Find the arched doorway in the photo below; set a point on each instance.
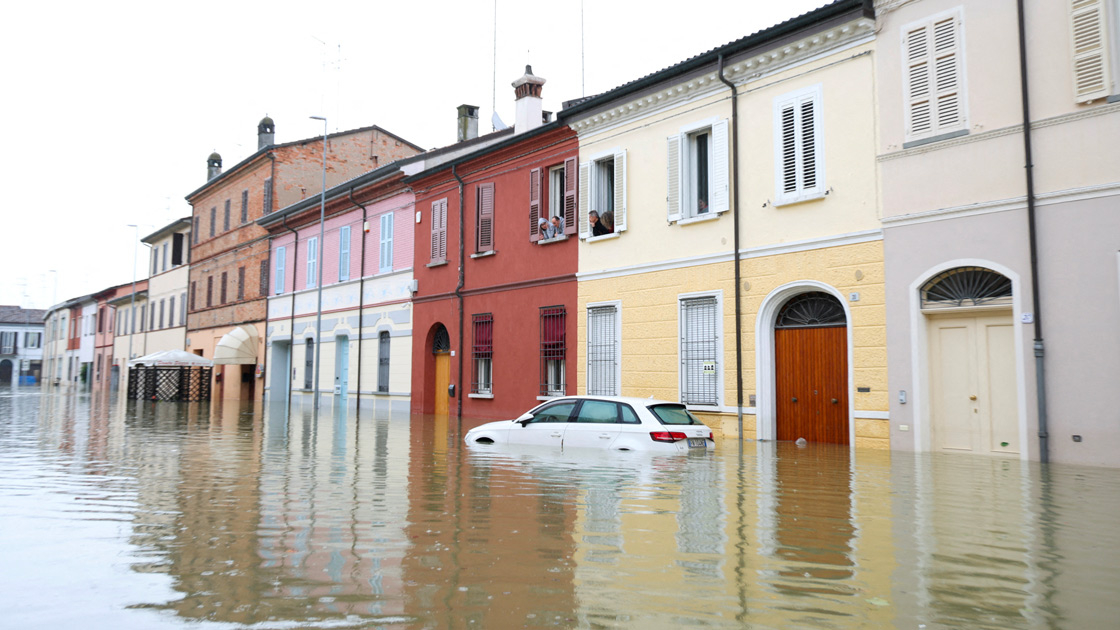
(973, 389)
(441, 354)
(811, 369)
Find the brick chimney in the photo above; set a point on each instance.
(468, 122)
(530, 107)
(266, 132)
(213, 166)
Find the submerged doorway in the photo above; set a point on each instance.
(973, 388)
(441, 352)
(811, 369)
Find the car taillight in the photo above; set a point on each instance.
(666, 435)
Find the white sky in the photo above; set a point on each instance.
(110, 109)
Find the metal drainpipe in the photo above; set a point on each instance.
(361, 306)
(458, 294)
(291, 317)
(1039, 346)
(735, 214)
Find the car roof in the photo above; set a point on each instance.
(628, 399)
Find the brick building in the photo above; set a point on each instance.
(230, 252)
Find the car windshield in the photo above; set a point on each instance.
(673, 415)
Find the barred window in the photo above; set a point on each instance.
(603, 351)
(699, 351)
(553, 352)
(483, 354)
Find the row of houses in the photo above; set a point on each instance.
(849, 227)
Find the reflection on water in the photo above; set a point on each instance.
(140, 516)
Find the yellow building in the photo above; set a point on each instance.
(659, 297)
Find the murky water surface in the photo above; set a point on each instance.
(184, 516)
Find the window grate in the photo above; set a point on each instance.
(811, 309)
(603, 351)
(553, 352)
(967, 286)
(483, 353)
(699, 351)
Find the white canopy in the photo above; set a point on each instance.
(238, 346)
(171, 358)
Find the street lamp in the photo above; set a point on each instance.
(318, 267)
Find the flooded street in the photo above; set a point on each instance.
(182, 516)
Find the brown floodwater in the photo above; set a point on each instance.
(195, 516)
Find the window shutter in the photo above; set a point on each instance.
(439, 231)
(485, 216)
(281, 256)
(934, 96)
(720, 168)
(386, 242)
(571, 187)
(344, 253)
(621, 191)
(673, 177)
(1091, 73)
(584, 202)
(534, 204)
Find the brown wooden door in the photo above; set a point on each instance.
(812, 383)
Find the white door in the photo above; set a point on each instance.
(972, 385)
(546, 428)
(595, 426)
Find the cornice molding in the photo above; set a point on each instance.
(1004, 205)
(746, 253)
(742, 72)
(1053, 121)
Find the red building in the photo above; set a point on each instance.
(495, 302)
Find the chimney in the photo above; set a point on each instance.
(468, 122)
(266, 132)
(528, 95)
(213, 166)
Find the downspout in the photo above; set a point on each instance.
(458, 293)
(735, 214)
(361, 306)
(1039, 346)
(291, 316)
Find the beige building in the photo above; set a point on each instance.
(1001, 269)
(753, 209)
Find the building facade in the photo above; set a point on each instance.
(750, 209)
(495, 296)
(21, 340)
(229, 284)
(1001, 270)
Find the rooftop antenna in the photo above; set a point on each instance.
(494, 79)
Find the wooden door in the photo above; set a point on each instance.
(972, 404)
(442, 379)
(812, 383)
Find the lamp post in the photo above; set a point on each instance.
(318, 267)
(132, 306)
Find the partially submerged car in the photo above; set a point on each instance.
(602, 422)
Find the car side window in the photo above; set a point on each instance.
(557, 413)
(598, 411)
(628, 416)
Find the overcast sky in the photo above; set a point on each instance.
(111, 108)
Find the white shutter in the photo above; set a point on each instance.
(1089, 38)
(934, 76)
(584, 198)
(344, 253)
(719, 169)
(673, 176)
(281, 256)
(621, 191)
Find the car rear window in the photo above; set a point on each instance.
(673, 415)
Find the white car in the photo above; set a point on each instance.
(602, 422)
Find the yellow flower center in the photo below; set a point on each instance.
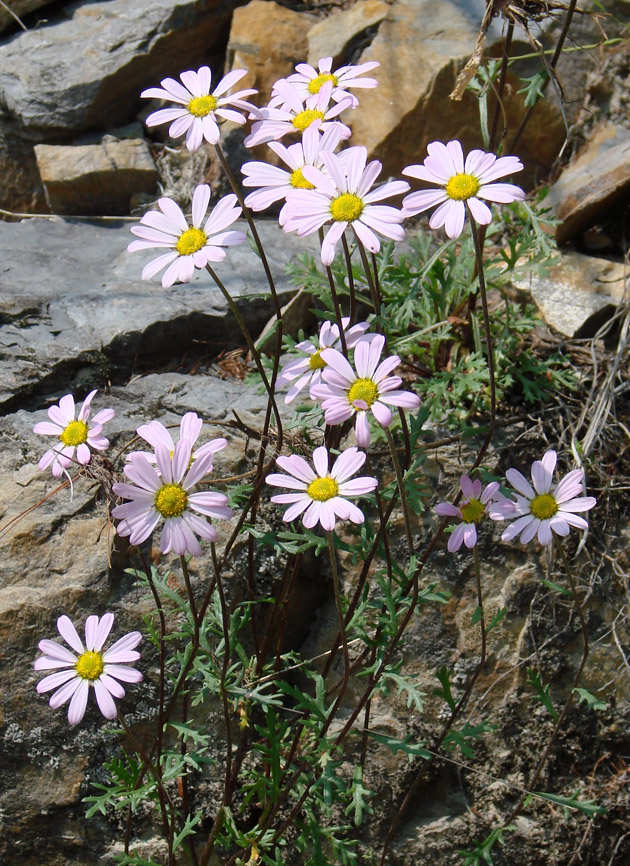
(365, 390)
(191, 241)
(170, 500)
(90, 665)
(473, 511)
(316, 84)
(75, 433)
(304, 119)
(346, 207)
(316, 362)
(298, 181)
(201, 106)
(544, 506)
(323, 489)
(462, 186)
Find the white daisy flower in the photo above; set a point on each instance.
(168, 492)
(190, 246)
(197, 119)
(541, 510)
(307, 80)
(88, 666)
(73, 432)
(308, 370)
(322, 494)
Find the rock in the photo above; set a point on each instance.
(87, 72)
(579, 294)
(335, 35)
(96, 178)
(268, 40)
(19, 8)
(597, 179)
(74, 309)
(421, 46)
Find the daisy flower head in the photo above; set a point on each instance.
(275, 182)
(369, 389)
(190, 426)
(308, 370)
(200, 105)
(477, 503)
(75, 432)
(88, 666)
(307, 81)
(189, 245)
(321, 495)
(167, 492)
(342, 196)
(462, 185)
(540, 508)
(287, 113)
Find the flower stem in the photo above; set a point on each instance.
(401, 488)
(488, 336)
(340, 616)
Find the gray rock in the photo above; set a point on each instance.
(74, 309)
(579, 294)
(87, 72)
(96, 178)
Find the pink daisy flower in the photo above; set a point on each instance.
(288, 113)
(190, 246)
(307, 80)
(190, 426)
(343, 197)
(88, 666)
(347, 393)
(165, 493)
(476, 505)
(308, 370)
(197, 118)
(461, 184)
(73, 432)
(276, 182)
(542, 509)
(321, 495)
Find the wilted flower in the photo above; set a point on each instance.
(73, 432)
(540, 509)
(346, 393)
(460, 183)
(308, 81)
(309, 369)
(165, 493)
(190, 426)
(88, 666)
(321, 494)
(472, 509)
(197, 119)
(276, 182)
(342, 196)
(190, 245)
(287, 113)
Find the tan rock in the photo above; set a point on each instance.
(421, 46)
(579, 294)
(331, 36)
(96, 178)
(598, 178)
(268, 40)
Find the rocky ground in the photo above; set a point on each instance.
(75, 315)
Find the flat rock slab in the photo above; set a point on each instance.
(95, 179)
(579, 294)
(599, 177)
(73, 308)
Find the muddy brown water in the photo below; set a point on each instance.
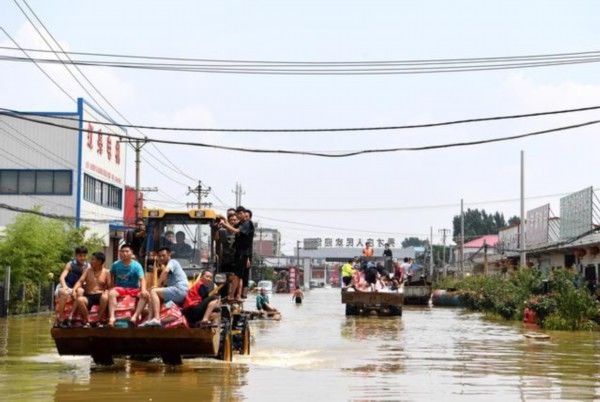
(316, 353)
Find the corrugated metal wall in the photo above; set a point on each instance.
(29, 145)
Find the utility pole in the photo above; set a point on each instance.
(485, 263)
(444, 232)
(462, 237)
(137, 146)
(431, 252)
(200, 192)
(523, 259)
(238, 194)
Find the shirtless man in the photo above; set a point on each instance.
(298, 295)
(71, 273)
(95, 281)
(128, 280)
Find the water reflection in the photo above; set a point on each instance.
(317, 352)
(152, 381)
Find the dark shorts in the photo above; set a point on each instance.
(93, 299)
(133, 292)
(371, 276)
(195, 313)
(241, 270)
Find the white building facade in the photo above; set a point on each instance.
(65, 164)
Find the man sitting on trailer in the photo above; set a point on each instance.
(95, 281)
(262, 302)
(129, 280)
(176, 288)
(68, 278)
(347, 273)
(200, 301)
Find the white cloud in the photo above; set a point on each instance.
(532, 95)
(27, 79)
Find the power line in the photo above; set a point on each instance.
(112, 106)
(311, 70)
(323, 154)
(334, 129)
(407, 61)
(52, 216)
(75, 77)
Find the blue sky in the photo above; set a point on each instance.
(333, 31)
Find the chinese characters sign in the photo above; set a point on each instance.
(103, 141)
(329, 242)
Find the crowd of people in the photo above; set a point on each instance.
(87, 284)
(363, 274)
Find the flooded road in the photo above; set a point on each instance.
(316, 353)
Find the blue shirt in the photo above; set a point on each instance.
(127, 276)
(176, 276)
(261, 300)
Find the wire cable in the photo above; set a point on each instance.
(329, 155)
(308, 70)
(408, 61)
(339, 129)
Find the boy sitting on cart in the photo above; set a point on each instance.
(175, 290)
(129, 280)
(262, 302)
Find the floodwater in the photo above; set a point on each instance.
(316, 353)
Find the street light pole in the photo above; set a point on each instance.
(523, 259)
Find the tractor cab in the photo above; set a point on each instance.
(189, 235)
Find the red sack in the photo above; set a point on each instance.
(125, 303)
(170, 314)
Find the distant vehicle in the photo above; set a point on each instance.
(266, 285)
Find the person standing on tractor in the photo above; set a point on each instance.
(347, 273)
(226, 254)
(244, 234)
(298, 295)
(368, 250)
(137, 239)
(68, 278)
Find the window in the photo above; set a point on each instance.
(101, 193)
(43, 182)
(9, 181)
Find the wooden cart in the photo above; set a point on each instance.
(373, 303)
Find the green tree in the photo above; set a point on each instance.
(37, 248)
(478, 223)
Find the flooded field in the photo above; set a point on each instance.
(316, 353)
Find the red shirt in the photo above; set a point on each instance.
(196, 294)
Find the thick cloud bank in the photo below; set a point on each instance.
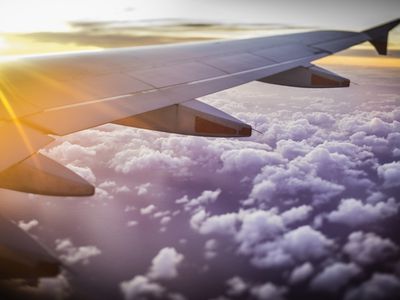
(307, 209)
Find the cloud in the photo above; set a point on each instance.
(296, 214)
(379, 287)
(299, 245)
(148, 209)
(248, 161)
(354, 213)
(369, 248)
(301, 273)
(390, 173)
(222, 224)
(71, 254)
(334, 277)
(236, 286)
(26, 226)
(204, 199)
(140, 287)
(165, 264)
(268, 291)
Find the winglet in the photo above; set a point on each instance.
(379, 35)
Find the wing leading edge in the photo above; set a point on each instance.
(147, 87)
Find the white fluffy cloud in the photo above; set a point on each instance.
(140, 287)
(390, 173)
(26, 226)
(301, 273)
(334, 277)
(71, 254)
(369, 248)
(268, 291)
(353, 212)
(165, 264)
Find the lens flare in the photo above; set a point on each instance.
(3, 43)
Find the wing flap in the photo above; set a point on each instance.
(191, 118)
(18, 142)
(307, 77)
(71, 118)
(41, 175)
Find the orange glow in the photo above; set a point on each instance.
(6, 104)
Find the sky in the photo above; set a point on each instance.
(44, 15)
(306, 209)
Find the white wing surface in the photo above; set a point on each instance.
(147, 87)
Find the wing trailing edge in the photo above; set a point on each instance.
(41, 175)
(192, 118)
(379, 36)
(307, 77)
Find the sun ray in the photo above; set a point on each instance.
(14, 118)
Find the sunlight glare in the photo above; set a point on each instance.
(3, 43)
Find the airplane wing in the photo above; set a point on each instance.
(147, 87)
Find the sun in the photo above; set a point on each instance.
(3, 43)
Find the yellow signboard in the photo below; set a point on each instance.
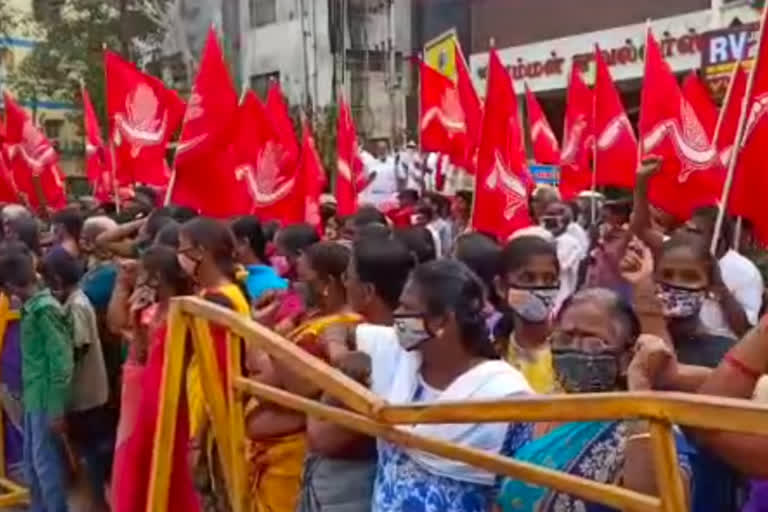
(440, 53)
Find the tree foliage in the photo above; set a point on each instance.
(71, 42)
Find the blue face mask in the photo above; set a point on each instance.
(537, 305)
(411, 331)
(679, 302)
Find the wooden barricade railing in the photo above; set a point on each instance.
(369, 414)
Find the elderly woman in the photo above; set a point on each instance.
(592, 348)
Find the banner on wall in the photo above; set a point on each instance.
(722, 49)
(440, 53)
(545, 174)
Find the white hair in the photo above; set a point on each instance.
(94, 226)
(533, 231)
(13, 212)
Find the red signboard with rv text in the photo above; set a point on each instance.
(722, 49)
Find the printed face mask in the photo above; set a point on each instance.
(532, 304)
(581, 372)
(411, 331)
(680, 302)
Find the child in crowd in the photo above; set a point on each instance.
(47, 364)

## PROMPT
Copy the final stretch of lines, starting at the one that holds "Find the yellow signboard" and ending at the last line of the data, exactly; omit pictures.

## SOLUTION FOR THIS TASK
Find the yellow signboard in the photo below; set a point on each instance.
(440, 53)
Find the tree foliage in the photo above; set a point on each instance.
(71, 42)
Find the blue face mask in the photo above; set a point on each instance.
(537, 305)
(411, 331)
(679, 302)
Find the wooden barricade railing in the photo above; set a point on each instance.
(369, 414)
Find the elderly woman in the photo above; set a point on each instance.
(592, 348)
Find the banner on wall in the photo above; set a point on each instance.
(722, 49)
(440, 53)
(545, 174)
Find the white hair in the photo above; set a point on each instance.
(94, 226)
(533, 231)
(13, 212)
Find the red signboard with rv text in the photo above; set a point on each instance.
(722, 49)
Find the printed face mask in the photo above; set a point on each instance.
(532, 304)
(581, 372)
(411, 331)
(680, 302)
Find the child in crowd in the photo above; set a point on each instance.
(47, 364)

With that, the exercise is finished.